TASK SET —
1) Rewrite the span of the internal control passage from "This annual report does" to "this annual report.", substituting "independent auditor" for "registered public accounting firm".
2) Extend the annual report excerpt on internal control and Form 8-K filings, picking up after its final sentence.

The Company’s internal control system was designed to provide reasonable assurance to the Company’s management and board of directors regarding the preparation and fair presentation of published financial statements.  All internal control systems, no matter how well designed, have inherent limitations which may not prevent or detect misstatements.  Therefore, even those systems determined to be effective can provide only reasonable assurance with respect to financial statement preparation and presentation.  Projections of any evaluation of effectiveness to future periods are subject to the risk that controls may become inadequate because of changes in conditions, or that the degree of compliance with the policies or procedures may deteriorate.

Management conducted an evaluation of the effectiveness of the Company’s internal control over financial reporting as of June 30, 2008.  In making this assessment, management used the framework set forth in the report entitled “Internal Control-Integrated Framework” issued by the Committee of Sponsoring Organizations of the Treadway Commission, or COSO.  The COSO framework summarizes each of the components of a company’s internal control system, including (i) the control environment, (ii) risk assessment, (iii) control activities, (iv) information and communication, and (v) monitoring.  Based on this evaluation, management concluded that the Company’s internal control over financial reporting was not effective as of June 30, 2008, due primarily to a lack of segregation of duties.
 
This annual report does not include an attestation report of our registered public accounting firm regarding internal control over financial reporting.  Management’s report was not subject to attestation by our registered public accounting firm pursuant to temporary rules of the Securities and Exchange Commission that permits us to provide only management’s report in this annual report.
 
OTHER INFORMATION

Pursuant to General Instruction B of Form 8-K, any reports previously or in the future submitted under Item 2.02 (Results of Operations and Financial Condition) are not deemed to be “filed” for the purpose of Section 18 of the Securities Exchange Act of 1934 and the Company is not subject to the liabilities of that section, unless the Company specifically states that the information is to be considered “filed” under the Exchange Act or incorporates it by reference into a filing under the Securities Act or Exchange Act.  If a report on Form 8-K contains disclosures under Item 2.02, whether or not the report contains disclosures regarding other items, all exhibits to such report relating to Item 2.02 will be deemed furnished, and not filed, unless the registrant specifies, under Item 9.01 (Financial Statements and Exhibits), which exhibits, or portions of exhibits, are intended to be deemed filed rather than furnished pursuant to this instruction.  The Company is not incorporating, and will not incorporate, by reference these reports into a filing under the Securities Act of 1933, as amended, or the Exchange Act of 1934, as amended.

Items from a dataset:
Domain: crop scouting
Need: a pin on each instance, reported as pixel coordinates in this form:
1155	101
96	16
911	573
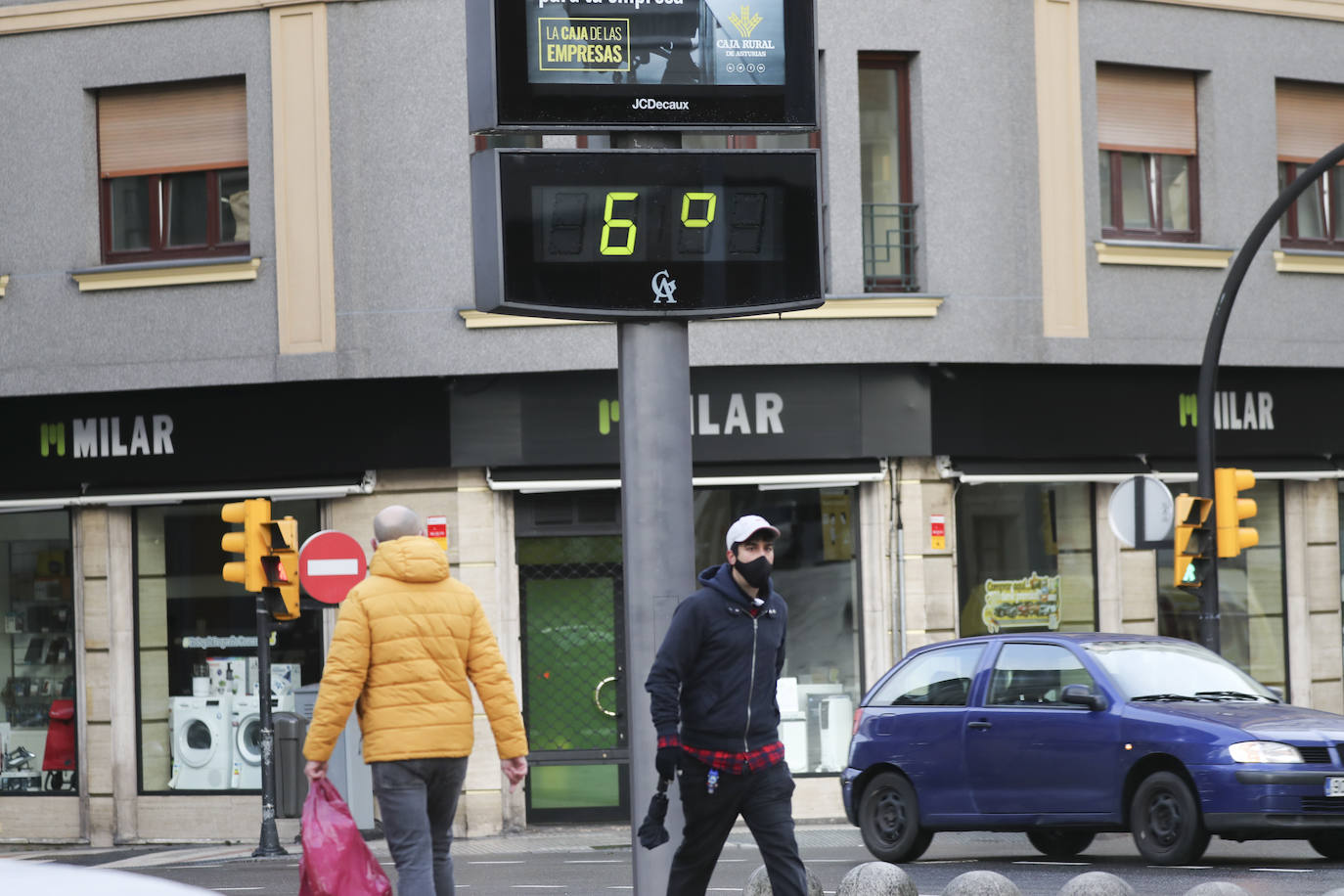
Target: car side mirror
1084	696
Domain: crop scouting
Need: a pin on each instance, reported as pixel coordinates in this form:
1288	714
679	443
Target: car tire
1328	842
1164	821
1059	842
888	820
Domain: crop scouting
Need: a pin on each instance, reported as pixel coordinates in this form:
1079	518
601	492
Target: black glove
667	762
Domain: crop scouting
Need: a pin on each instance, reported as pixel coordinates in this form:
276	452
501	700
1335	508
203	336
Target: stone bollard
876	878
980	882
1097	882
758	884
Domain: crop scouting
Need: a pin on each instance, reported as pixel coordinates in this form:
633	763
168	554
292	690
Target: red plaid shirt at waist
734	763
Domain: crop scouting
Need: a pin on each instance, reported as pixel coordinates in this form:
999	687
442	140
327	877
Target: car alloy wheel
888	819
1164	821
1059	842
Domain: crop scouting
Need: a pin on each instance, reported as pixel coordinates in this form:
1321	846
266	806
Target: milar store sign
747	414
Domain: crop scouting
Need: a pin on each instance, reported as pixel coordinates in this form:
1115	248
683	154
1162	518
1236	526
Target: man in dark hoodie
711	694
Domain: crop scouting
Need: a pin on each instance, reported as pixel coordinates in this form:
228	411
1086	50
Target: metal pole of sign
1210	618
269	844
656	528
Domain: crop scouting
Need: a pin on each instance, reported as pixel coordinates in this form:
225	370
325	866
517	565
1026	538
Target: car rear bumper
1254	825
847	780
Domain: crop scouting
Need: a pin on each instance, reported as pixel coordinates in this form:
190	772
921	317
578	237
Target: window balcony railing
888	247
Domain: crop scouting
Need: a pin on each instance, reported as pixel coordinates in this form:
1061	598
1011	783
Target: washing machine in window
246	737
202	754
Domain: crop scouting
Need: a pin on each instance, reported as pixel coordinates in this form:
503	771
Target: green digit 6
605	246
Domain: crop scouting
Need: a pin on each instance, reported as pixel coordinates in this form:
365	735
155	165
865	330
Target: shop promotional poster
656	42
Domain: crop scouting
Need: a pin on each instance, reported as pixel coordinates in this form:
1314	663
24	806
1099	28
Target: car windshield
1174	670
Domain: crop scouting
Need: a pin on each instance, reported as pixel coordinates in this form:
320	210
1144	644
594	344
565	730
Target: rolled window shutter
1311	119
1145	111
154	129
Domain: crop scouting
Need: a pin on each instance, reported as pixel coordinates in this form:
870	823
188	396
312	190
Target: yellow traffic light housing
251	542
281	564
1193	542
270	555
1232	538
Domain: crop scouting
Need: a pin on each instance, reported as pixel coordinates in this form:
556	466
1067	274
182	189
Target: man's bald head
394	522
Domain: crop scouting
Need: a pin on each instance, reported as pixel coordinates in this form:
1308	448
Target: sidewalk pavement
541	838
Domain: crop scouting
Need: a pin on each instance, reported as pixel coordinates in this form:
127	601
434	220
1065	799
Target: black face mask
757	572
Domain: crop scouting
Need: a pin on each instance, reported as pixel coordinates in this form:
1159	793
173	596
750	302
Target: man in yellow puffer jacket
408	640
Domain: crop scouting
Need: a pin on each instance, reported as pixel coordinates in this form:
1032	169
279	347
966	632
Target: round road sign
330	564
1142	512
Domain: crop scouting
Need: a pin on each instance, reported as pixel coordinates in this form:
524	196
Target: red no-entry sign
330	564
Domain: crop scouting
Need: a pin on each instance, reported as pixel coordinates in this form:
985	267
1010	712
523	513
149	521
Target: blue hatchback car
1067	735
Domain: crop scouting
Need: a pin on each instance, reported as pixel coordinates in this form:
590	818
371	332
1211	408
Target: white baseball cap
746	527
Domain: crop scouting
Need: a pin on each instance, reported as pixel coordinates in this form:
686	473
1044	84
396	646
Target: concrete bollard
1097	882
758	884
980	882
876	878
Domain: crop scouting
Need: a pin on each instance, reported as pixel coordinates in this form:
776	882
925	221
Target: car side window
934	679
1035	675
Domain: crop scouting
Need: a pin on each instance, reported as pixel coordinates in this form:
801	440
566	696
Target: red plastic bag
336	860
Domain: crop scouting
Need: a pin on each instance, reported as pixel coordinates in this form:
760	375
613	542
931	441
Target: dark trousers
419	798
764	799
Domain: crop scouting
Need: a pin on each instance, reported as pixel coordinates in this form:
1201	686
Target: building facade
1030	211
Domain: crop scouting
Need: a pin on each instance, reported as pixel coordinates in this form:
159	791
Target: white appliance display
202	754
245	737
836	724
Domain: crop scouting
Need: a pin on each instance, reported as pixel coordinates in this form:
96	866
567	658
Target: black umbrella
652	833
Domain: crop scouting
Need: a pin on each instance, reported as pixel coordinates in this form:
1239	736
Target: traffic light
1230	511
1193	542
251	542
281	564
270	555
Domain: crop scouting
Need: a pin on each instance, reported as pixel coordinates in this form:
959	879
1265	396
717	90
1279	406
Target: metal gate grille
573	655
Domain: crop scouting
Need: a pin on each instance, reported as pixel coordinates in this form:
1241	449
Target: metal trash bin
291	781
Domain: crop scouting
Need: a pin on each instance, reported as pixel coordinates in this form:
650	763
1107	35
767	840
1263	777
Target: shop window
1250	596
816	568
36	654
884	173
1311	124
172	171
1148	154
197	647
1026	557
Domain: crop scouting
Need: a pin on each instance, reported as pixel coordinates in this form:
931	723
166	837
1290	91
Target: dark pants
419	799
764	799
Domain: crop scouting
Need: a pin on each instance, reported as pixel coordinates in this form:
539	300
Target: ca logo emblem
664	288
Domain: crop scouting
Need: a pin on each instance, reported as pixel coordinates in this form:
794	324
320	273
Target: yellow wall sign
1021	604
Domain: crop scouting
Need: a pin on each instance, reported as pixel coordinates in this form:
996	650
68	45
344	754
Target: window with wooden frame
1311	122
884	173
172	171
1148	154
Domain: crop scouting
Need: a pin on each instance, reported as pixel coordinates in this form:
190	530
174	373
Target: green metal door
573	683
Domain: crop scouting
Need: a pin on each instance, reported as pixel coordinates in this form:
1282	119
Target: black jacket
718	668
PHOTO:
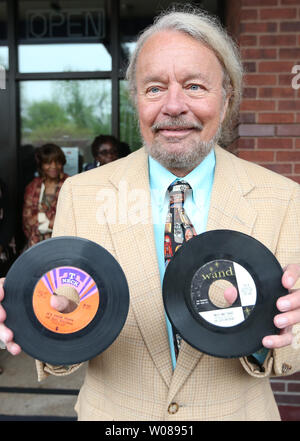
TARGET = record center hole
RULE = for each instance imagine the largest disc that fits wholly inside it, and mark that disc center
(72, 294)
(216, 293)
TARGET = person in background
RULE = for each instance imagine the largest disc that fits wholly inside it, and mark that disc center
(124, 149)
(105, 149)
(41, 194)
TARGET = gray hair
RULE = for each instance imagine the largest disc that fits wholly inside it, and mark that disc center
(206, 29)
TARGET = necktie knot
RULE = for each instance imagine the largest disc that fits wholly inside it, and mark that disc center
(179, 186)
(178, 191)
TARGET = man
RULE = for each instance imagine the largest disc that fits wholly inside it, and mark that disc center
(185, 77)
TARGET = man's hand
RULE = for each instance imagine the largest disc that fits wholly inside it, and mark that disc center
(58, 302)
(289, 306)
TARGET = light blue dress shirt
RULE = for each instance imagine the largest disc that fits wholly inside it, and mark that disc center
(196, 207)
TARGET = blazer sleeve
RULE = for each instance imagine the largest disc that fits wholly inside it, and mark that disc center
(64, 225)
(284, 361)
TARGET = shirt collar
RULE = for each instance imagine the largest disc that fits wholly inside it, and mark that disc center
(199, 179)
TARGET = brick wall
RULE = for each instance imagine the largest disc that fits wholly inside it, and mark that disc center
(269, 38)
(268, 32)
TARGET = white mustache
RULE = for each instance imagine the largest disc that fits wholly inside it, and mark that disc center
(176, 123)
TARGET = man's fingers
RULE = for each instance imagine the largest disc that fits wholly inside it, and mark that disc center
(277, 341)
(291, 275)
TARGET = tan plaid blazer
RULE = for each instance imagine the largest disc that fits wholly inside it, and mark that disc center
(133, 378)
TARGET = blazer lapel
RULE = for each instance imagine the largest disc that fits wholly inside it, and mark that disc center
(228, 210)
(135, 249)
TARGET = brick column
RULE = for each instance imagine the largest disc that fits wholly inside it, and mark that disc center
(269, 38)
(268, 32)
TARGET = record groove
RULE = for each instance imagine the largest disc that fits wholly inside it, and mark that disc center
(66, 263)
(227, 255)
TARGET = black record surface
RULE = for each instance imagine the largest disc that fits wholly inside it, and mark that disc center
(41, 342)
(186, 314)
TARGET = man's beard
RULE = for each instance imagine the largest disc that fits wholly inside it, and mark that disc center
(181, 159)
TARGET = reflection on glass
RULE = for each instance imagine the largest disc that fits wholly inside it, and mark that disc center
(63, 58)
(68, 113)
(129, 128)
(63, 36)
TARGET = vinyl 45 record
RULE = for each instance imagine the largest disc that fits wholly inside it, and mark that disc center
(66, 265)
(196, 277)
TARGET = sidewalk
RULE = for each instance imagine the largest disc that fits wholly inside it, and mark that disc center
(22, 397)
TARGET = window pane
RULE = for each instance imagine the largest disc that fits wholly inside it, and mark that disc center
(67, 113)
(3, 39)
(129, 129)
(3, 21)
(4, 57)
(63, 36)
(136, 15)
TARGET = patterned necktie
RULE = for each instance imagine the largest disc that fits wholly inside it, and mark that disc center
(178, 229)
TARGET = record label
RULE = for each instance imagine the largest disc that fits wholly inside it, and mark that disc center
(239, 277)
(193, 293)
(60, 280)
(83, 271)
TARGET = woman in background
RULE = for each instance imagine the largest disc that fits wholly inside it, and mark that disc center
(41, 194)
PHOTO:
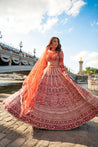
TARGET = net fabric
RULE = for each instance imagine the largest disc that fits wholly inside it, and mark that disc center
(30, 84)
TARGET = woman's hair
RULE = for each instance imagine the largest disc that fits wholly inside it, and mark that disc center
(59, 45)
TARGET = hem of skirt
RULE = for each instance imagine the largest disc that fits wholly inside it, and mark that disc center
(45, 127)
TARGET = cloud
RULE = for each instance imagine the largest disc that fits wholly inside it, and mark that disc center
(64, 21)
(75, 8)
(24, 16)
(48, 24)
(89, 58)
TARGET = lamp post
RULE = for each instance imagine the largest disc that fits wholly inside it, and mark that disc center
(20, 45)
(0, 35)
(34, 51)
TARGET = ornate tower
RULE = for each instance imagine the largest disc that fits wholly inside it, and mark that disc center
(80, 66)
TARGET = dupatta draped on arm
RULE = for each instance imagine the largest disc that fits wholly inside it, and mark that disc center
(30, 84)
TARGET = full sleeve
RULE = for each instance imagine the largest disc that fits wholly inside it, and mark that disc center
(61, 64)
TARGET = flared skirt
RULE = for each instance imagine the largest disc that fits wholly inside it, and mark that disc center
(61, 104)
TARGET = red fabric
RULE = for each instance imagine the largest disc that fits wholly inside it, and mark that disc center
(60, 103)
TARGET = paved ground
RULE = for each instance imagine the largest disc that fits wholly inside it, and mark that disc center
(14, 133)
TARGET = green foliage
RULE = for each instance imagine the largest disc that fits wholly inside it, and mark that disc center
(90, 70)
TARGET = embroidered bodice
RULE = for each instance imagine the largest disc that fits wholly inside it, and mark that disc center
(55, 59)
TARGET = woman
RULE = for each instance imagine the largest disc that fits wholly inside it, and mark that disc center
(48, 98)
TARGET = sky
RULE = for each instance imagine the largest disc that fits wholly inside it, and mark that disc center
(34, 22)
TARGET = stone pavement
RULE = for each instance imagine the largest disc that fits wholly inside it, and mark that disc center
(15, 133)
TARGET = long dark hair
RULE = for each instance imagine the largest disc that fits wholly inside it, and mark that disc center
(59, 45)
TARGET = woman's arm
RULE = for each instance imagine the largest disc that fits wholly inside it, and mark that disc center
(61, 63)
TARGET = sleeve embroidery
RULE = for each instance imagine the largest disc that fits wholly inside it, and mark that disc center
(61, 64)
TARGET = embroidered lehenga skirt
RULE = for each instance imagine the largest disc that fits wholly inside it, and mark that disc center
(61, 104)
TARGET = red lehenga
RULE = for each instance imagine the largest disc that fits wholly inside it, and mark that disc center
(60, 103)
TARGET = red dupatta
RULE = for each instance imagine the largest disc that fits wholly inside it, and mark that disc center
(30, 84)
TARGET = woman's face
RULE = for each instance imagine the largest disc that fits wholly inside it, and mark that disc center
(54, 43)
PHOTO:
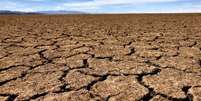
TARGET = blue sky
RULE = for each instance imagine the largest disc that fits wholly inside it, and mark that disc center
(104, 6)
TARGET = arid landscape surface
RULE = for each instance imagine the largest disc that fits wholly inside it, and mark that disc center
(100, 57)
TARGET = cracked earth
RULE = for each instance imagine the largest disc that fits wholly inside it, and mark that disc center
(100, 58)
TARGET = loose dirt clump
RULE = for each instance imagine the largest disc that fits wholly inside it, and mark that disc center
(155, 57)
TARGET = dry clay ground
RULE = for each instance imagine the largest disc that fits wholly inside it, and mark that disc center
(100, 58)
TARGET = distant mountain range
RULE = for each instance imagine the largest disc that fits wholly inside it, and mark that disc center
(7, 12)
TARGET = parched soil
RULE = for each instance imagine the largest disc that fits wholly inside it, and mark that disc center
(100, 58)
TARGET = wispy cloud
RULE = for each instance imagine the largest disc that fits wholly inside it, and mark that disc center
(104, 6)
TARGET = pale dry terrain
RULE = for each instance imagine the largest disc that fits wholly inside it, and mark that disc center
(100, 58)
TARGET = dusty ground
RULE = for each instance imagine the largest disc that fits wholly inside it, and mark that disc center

RESPONSES —
1)
This annual report does not include an attestation report of our independent auditor regarding internal control over financial reporting.  Management’s report was not subject to attestation by our independent auditor pursuant to temporary rules of the Securities and Exchange Commission that permits us to provide only management’s report in this annual report.

2)
 
 
PART III
 
DIRECTORS, EXECUTIVE OFFICERS, PROMOTERS, CONTROL PERSONS AND CORPORATE GOVERNANCE; COMPLIANCE WITH SECTION 16(a) OF THE EXCHANGE ACT
 
Executive Officers and Directors
 
The following section sets forth the names, ages and current positions with the Company held by the Directors, Executive Officers and Significant Employees; together with the year such positions were assumed. There is no immediate family relationship between or among any of the Directors, Executive Officers or Significant Employees, and we are not aware of any arrangement or understanding between any Director or Executive Officer and any other person pursuant to which he was elected to his current position. Each Executive Officer will serve until he or she resigns or is removed or otherwise disqualified to serve, or until his or her successor is elected and qualified.  We currently have two Directors.

Name
 
Age
 
Position and Term
         
Daniel E. ("Rudy") Ruettiger
     
CEO and Director starting January 26, 2008
         
Rocco "Rocky" Brandonisio
     
President and Director starting January 26, 2008
         
Kevin S. Kaplan
     
CFO and Director from January 26, 2008 until September 9, 2008, when he resigned
         
Dennis Vadura
     
CEO and Director prior to January 26, 2008, when he resigned
       
     

Daniel E. (“Rudy”) Ruettiger: Chief Executive Officer, Secretary and Director:

Rudy has the notoriety of his famous football play at The University Notre Dame game in 1975.   TRISTAR Productions immortalized his life’s story by creating a movie named “Rudy” in 1993.

Today Rudy is one of the most sought after motivational speakers declaring his powerful message of “Yes I Can”.  Rudy entertains international corporate audiences, school children, university students and professional athletes to name a few.  He has shared a stage with some great leaders and speakers including George Bush, General Colin Powell, First Lady Barbara Bush, Joe Montana, Zig Ziglar and Christopher Reeve.  In addition he has had many media appearances some of which include, People Magazine, Sports Illustrated, US Magazine, Readers Digest, ABC Good Morning America and NBC Talk Live.

Rudy is a distinguished author who has co-authored several books and produced a motivational tape series.  In addition, Rudy has become a great humanitarian, and established the Rudy Foundation with a mission to help children of all ages around the world.  Rudy also has an Award Program to recognize children who make outstanding efforts to live their lives with Rudy’s positive outlook and self improvement.

Rudy has received many honors over the years including the keys to many cities, Honorary Doctorate Degree from Our Lady Of Holy Cross College, Honorary assist to the Attorney General of Louisiana, Distinguished American Award, Recognition from George Bush, The White House and the House of Representatives in Texas, a Proclamation from the Governor of Nevada granting an Official Rudy Award Day and Inducted into the Speakers Hall of Fame.

Mr. Ruettiger assumed the additional duty of Chief Financial Officer on September 9, 2008 upon the resignation of Mr. Kaplan.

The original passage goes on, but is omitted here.